▶ [Aim]: Starting with the line that contains "the tire, find", write out each line through the end of the listing, unchanged. Output nothing else.

▶ [Dataset]:
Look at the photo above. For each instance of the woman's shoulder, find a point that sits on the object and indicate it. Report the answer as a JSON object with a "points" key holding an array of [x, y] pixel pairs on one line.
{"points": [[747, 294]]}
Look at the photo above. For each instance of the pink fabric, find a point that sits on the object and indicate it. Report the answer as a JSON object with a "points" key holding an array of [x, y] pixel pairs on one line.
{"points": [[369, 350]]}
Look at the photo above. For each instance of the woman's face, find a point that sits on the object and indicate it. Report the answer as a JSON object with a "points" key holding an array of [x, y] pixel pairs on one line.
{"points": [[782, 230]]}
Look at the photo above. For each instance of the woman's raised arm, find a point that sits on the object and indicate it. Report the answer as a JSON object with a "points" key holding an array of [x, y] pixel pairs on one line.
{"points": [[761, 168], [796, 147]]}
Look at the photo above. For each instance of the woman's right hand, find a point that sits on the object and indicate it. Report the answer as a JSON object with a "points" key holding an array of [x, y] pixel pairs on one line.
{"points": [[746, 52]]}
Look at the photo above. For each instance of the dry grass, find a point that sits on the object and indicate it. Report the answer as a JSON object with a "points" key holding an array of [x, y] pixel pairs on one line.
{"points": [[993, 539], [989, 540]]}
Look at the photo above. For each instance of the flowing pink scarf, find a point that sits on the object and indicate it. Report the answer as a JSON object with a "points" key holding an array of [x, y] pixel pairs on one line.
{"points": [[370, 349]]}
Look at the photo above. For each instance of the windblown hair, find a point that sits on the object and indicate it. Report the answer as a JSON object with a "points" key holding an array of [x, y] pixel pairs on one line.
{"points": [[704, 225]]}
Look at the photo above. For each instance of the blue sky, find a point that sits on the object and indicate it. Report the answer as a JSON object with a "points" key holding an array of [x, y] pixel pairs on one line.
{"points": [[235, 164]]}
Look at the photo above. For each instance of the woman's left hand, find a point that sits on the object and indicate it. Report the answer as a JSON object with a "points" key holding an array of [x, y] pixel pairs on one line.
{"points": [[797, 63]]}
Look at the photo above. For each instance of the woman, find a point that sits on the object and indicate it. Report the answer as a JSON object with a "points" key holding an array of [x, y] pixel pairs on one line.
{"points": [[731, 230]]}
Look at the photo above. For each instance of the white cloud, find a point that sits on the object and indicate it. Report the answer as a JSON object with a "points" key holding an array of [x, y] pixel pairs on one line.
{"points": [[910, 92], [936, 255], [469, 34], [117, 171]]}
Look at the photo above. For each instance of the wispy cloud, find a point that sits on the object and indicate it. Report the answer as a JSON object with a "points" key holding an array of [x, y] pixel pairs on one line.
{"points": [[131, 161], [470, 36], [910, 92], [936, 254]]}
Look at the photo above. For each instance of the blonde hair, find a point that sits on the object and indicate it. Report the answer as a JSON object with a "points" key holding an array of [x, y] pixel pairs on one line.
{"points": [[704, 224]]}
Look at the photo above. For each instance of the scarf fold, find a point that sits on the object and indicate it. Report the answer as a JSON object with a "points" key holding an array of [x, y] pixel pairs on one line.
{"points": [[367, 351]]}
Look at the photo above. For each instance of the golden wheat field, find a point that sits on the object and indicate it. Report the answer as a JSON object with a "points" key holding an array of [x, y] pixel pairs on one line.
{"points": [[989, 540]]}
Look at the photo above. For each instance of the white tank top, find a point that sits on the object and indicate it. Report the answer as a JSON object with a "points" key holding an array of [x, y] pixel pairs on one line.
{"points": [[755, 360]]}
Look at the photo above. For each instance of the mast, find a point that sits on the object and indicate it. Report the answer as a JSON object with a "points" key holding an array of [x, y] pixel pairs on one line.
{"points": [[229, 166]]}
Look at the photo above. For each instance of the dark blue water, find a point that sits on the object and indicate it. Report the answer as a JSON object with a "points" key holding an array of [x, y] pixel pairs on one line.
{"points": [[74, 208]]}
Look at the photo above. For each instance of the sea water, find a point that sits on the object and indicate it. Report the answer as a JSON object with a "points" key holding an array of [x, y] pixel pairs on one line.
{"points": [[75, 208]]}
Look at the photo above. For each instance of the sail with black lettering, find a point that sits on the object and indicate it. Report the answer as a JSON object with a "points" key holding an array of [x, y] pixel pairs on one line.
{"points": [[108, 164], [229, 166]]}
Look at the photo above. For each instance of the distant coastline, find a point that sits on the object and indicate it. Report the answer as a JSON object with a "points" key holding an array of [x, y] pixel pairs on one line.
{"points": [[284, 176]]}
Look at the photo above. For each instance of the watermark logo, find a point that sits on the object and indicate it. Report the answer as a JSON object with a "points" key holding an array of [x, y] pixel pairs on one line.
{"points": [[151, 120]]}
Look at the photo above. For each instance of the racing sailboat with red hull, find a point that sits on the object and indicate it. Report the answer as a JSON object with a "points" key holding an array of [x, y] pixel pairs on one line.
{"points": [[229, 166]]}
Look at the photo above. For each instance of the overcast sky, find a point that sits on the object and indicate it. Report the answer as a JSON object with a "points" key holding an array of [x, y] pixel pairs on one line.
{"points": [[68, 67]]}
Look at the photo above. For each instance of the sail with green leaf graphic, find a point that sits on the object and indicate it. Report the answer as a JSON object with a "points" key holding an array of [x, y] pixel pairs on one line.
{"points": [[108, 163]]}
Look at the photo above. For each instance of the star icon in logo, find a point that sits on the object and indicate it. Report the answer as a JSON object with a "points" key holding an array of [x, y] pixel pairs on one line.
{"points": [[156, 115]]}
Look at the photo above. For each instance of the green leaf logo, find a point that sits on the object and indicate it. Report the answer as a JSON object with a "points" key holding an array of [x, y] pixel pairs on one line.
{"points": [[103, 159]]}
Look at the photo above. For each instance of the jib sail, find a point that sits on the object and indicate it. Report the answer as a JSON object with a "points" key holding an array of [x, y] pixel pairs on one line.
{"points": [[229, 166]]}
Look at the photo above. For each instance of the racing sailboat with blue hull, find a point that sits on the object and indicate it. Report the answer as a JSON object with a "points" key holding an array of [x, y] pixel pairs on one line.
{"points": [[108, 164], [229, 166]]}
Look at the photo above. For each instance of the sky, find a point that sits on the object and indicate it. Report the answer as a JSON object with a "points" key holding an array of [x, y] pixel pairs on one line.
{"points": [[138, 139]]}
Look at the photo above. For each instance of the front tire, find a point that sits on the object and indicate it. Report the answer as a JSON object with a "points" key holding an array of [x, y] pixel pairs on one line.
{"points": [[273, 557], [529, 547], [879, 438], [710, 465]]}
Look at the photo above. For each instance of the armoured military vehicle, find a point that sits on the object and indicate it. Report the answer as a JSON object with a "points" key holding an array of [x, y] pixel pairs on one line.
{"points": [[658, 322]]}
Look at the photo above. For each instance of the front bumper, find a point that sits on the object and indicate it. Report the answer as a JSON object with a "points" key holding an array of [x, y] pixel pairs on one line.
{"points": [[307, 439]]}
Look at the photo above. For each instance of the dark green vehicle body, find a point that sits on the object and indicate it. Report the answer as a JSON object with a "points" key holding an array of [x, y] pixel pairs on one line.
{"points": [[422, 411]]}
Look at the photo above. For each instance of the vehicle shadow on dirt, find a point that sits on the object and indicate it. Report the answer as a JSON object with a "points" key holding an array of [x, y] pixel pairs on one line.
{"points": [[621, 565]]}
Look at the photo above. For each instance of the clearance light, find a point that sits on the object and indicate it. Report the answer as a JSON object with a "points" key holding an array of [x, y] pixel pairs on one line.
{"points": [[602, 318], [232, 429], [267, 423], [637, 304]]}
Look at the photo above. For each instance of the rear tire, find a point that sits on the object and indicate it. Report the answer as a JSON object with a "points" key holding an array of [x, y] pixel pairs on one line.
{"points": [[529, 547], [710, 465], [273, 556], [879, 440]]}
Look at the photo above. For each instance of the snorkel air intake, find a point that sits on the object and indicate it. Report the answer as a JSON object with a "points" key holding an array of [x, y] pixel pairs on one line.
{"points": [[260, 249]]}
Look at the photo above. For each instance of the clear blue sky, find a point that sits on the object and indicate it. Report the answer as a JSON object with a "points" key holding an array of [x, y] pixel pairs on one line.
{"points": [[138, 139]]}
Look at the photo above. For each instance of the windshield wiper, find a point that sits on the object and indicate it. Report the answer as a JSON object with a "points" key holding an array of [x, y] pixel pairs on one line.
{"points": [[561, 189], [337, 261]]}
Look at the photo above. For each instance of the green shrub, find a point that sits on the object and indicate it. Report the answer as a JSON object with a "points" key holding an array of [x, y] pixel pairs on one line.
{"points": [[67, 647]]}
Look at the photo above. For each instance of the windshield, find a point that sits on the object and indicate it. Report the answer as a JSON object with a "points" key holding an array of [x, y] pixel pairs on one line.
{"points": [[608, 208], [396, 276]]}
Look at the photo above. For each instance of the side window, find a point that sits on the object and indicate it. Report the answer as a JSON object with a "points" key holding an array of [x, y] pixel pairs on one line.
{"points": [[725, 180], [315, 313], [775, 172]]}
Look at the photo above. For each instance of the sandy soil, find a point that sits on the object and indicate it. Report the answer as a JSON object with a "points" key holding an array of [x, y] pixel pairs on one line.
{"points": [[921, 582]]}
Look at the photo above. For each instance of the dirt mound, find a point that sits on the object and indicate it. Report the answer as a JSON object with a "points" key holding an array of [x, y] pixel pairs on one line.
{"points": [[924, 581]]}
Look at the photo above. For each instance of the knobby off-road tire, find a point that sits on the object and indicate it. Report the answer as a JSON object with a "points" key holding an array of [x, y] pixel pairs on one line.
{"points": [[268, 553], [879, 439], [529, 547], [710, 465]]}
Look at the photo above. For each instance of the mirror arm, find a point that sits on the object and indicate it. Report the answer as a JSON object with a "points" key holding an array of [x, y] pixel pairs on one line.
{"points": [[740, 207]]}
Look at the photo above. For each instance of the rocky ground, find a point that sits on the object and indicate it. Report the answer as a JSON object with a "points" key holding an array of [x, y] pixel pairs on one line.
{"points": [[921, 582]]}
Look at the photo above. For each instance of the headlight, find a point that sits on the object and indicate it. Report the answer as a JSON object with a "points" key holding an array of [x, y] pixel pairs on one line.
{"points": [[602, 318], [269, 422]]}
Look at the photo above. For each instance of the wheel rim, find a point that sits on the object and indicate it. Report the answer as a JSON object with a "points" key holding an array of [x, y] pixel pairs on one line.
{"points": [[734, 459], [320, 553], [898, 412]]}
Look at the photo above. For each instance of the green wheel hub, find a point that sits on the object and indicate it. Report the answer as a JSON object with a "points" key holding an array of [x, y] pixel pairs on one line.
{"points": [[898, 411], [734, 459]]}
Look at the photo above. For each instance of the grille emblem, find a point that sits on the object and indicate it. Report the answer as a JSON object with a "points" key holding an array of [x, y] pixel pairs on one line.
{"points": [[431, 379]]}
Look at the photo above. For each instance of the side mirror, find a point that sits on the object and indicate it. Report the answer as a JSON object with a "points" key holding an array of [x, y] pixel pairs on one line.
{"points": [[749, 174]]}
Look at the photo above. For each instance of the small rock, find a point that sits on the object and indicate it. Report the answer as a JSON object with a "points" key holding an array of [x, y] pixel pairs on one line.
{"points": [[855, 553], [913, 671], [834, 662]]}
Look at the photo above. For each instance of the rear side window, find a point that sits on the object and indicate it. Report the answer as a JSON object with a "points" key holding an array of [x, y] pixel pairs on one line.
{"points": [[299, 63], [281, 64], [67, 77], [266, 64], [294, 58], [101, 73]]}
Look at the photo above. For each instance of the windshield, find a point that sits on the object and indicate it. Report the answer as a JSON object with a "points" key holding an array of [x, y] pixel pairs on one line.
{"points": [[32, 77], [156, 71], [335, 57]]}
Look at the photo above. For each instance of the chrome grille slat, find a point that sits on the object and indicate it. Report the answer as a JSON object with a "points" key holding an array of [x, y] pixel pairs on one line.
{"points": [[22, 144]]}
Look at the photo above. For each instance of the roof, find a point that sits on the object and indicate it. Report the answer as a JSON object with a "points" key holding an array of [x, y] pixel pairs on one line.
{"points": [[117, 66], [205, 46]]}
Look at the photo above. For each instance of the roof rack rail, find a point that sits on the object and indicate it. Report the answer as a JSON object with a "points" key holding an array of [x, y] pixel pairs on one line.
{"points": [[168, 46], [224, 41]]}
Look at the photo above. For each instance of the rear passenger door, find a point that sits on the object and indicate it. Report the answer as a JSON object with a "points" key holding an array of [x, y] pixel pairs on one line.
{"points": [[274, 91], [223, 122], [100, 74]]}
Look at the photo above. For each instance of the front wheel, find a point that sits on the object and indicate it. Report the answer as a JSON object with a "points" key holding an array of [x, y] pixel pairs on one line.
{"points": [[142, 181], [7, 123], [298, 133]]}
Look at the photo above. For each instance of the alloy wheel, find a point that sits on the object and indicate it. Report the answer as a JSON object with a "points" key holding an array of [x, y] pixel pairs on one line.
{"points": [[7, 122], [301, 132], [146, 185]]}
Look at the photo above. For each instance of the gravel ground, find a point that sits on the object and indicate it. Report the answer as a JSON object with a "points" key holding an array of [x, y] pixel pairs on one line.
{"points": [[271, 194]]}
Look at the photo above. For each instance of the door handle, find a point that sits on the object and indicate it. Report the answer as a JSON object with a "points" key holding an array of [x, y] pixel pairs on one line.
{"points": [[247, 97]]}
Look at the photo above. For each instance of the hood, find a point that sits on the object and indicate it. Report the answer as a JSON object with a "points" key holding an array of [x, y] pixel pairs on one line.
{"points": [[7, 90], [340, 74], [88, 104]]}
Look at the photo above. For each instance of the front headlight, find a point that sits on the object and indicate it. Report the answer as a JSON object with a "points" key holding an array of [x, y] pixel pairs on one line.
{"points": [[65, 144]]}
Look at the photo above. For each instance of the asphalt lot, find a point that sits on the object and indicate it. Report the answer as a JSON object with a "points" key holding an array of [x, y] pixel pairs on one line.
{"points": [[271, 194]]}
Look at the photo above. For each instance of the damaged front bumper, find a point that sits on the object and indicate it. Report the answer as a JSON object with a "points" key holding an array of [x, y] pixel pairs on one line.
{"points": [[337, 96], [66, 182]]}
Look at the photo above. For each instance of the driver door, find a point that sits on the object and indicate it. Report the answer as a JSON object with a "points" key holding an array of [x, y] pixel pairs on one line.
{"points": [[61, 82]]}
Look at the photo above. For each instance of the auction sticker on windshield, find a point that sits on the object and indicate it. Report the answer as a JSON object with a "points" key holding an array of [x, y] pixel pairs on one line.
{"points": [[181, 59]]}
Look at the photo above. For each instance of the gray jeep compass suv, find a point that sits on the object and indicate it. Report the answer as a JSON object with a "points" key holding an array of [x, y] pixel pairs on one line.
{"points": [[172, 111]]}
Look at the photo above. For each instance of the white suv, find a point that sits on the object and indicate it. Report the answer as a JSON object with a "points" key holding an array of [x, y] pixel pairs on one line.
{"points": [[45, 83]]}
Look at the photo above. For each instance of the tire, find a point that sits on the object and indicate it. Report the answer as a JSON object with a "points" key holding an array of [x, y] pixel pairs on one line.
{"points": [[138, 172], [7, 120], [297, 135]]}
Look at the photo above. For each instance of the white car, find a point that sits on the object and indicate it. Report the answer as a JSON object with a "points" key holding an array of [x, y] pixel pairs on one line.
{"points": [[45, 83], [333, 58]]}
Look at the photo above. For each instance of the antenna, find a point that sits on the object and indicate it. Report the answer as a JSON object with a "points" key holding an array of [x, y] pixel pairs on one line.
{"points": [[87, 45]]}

▶ [Final answer]:
Look at the photo above. For each instance of the tire, find a point that sits on the object and indicate it. Report the answer as a JSON object with a "points" key holding an array of [x, y] pixel pairs on one line.
{"points": [[138, 172], [7, 120], [297, 135]]}
Look at the photo above. For each instance of the white car, find a point that sits on the object and indicate it. Report the answer as a JSON object with a "points" key holding an array of [x, y] pixel pairs on one line.
{"points": [[45, 83], [333, 58]]}
Look at the photo above. For each instance of the antenna, find a point that sits on the object and indicate it. Report the answer as a JSON object with a "points" key holding an array of [x, y] pixel pairs on one line.
{"points": [[87, 45]]}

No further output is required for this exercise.